=== REQUESTS ===
1 – Using the Healers passage, explain why Healers are said to be best suited to a partner who can adapt to changing needs.
2 – According to the Healers passage, about what share of the population are Healers?

=== EXCERPT ===
+-------+

Occurring in only about one percent of the population, Healers can easily feel isolated. They value harmony and integrity in human relationships, but often find these values to be out of step with the more concrete pursuits of the rest of the world. Feeling "different," they may wonder whether something is wrong with them. But those differences—an ethical nature, a devotion to ideals, a commitment to harmonious interaction—are in fact some of their greatest strengths.
Love and relationships
One of the rarest of the types, Healers can be both extremely romantic and extremely independent. They are likely to want a mate who won't shrink from their expansive imagination. They are often attracted to those whom others have overlooked, given the Healers' rare ability to see the positive qualities that lie beneath the surface.
In romantic relationships, Healers generally seek mates who, like themselves, have a highly developed inner life. An ideal mate must be open to the Healers' expressions of unique ideas. Healers may need long periods of privacy, followed by periods of intense intimacy, so they are best suited to a partner who can adapt to these changing needs.
Generally thoughtful and considerate, Healers are good listeners and put people at ease. Although they may be reserved in expressing emotion, they are deeply caring and genuinely interested in understanding people. This sincerity is sensed by others, making Healers valued friends and confidants. They do not like conflict and go to great lengths to avoid it. In conflict situations, they place little importance on who is right and who is wrong. They focus on how the conflict makes people feel, a trait that can make them appear irrational and illogical. In such situations, Healers may benefit from stepping out of the situation temporarily so they can reflect and replenish their reserves.

+-------+

=== DATA LINES ===
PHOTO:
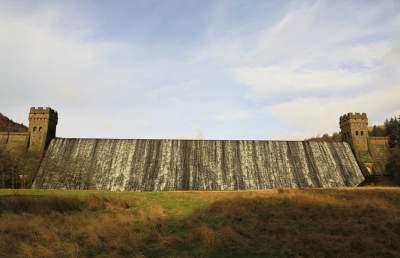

+-------+

=== EXPECTED RESULTS ===
1 – Healers may need long periods of privacy followed by periods of intense intimacy. A partner who can adapt to these shifting needs therefore suits them best.

2 – About one percent.